:: ACTIONS TO TAKE ::
A - Update the Zillow housing analysis, starting with "### Cleaning the" and going on through "the resulting dataframe.", and replace every instance of "columns" with "fields".
B - In the Zillow housing analysis, why are certain columns removed when the data is cleaned?

:: PASSAGE TO READ ::
^^^^^^^^^^^^^^^^
# Zillow Housing SQL Analysis


## by Wolfrank Guzman
@guzmanwolfrank:GitHub
#
email: guzmanwolfrank@gmail.com 



#### Objective:  Our objective is to use SQL queries to help analyze data from Zillow's Top Tier Housing Data.  Our goals are to see what changes have occured on Top Tier Home Values in all 50 states and Washington DC.  



Zillow publishes top-tier ZHVI ($, typical value for homes within the 65th to 95th percentile range for a given region) and bottom-tier ZHVI.

A user guide for this data can be found at: [Zillow](https://www.zillow.com/research/zhvi-user-guide/). 




### Import Libraries and Load Data from CSV File 

In [12]:
import pandas as pd
import seaborn as sns
import matplotlib.pyplot as plt
import sqlite3
import csv 
import numpy as np 
import warnings 
from pandasql import sqldf
# Ignore all warnings 
warnings.filterwarnings('ignore')


# Load your data into a DataFrame (assuming it's in a CSV file)

csv_file = r"C:\Users\Wolfrank\Desktop\Zillow.csv"
data = pd.read_csv(csv_file)
df = data


FileNotFoundError: [Errno 2] No such file or directory: 'C:\\Users\\Wolfrank\\Desktop\\Zillow.csv'

### Cleaning the Data 


After importing our libraries, let's clean the data by removing unnecessary columns.  Then, we add 1 to the Index and Size Rank columns.  We check the number of columns and display the resulting dataframe. 

In [None]:

# Next we clean up the data in the dataframe we just created, then we save the new file.

# Data Cleaning:  Drop Columns 
columns_to_remove = ['RegionID', 'RegionType', 'StateName',]
data.drop(columns=columns_to_remove, inplace=True)
^^^^^^^^^^^^^^^^
(Dataset excerpts on object pointing)
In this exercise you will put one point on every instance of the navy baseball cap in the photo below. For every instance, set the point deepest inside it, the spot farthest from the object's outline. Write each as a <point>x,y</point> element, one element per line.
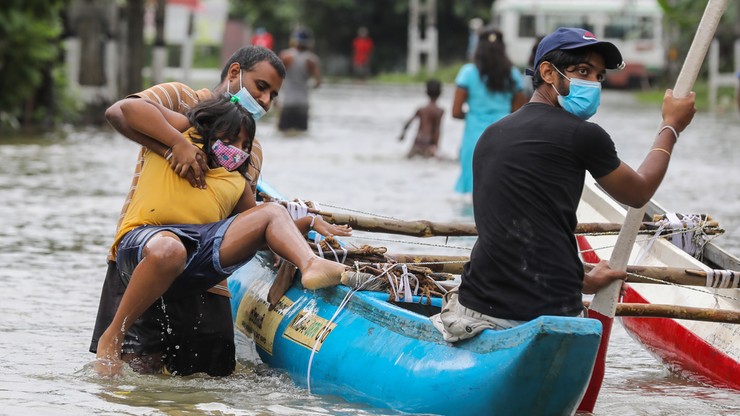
<point>568,38</point>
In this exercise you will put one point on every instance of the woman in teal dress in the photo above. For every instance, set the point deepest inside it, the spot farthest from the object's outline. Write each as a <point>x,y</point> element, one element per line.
<point>492,88</point>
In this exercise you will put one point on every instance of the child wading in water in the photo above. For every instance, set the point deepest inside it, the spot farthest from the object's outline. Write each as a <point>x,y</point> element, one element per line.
<point>430,122</point>
<point>176,240</point>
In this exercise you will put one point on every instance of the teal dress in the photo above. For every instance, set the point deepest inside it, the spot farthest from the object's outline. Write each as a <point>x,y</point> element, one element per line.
<point>484,108</point>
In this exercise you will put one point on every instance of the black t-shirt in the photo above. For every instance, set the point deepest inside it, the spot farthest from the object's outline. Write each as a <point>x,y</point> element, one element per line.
<point>528,173</point>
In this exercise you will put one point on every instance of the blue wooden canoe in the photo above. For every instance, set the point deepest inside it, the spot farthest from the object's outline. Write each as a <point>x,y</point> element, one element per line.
<point>388,356</point>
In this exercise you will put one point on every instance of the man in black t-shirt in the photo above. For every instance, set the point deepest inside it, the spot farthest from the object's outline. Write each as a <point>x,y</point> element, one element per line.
<point>528,173</point>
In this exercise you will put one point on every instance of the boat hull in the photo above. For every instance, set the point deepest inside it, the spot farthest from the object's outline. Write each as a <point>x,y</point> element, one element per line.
<point>376,352</point>
<point>708,352</point>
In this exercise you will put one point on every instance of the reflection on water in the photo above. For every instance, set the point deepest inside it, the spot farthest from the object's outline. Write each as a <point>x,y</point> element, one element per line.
<point>61,197</point>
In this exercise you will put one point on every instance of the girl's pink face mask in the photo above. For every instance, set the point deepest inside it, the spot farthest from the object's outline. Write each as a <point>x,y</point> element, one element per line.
<point>229,157</point>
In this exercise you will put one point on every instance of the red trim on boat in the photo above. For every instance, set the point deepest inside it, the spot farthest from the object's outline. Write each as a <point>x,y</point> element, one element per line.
<point>597,376</point>
<point>680,349</point>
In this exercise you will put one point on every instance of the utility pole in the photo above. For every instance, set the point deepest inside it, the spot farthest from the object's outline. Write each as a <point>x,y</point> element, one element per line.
<point>422,36</point>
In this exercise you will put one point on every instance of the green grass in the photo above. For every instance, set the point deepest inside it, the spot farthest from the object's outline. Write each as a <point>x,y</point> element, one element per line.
<point>445,74</point>
<point>725,96</point>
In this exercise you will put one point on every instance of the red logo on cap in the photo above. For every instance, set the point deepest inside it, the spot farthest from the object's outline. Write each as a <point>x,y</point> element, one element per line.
<point>589,36</point>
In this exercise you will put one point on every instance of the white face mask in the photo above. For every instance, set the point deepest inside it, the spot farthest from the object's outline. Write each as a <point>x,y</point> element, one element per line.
<point>248,102</point>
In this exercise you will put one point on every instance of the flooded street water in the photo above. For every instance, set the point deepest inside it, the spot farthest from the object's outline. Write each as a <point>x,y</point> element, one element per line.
<point>60,197</point>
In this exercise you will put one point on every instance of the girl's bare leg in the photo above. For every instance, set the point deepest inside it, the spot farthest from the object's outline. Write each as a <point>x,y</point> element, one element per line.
<point>164,258</point>
<point>272,225</point>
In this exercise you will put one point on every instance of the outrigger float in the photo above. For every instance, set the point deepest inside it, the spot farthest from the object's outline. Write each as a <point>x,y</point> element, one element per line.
<point>708,352</point>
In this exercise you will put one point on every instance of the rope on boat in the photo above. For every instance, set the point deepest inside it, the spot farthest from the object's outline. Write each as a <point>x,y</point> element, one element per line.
<point>733,298</point>
<point>388,240</point>
<point>723,279</point>
<point>341,306</point>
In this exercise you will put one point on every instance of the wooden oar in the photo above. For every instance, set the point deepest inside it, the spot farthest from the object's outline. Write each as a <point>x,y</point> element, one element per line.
<point>605,302</point>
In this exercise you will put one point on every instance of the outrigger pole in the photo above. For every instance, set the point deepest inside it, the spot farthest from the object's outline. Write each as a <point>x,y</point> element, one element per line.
<point>604,304</point>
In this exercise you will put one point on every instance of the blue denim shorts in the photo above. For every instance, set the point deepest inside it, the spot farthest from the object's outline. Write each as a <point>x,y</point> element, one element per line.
<point>203,267</point>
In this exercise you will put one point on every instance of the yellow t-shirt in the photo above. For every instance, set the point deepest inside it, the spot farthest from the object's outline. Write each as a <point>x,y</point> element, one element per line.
<point>162,197</point>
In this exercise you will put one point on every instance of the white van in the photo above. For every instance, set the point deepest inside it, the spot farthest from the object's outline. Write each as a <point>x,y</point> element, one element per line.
<point>634,26</point>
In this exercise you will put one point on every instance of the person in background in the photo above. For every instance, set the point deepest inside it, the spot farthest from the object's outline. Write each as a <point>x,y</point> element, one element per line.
<point>426,142</point>
<point>262,38</point>
<point>492,88</point>
<point>474,26</point>
<point>529,170</point>
<point>192,334</point>
<point>301,64</point>
<point>738,90</point>
<point>528,87</point>
<point>362,50</point>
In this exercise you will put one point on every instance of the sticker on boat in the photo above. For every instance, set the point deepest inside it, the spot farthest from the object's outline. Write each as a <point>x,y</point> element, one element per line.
<point>307,328</point>
<point>255,318</point>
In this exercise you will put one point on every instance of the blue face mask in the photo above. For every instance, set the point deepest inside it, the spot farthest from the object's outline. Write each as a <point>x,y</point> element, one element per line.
<point>249,103</point>
<point>583,99</point>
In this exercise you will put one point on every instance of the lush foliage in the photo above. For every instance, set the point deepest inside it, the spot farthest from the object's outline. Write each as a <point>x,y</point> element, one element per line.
<point>29,52</point>
<point>683,18</point>
<point>335,24</point>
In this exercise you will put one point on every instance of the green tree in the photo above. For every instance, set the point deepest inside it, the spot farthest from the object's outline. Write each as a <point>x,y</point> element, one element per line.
<point>682,18</point>
<point>335,22</point>
<point>29,54</point>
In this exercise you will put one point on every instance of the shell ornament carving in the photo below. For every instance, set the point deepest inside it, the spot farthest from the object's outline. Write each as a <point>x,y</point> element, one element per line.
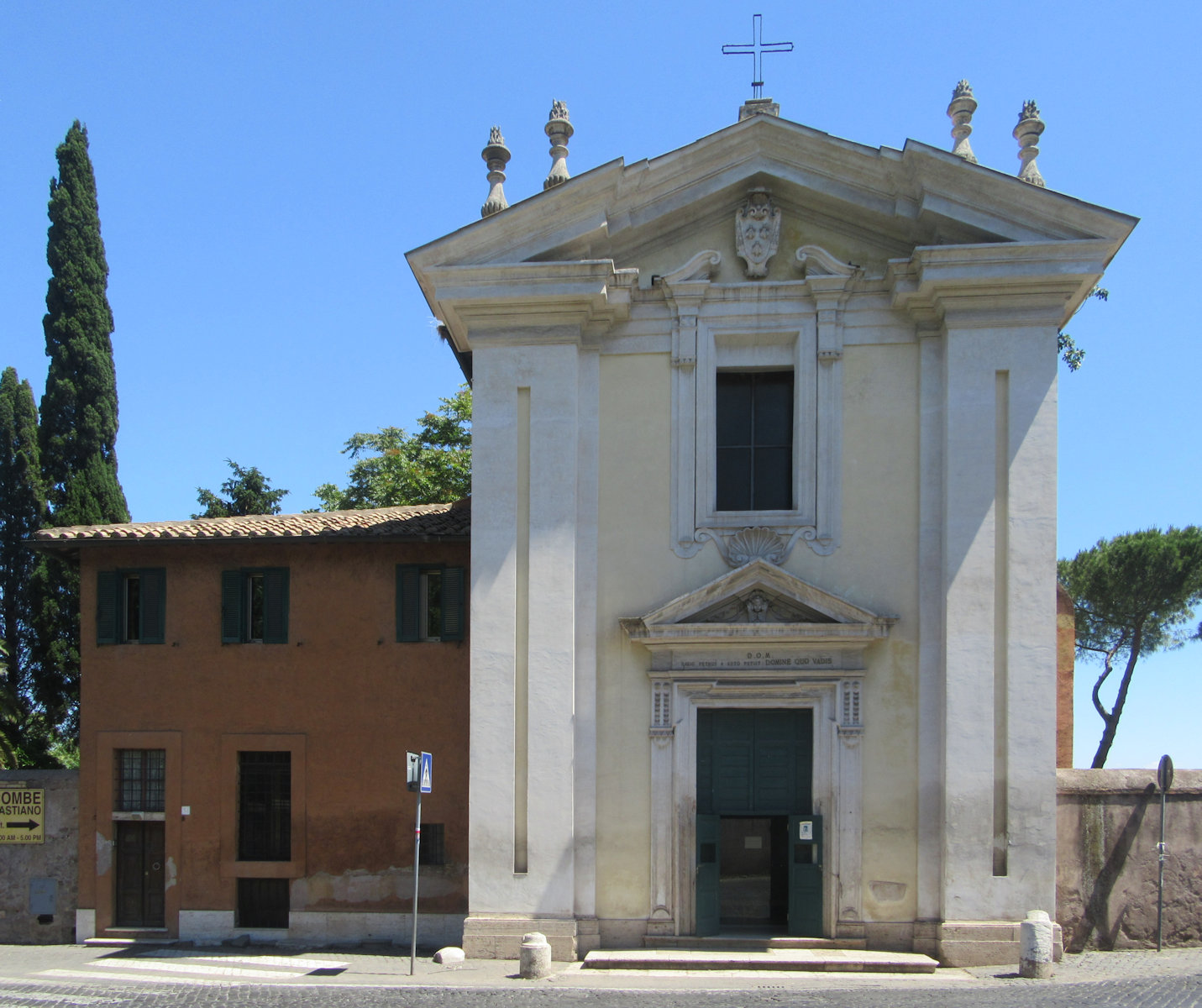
^^^^^^^^^^^^^^^^
:: WORKED ANSWERS ::
A -
### Cleaning the Data 


After importing our libraries, let's clean the data by removing unnecessary fields.  Then, we add 1 to the Index and Size Rank fields.  We check the number of fields and display the resulting dataframe.

B - They are removed because they are unnecessary. The cleaning step drops the RegionID, RegionType, and StateName columns from the dataframe.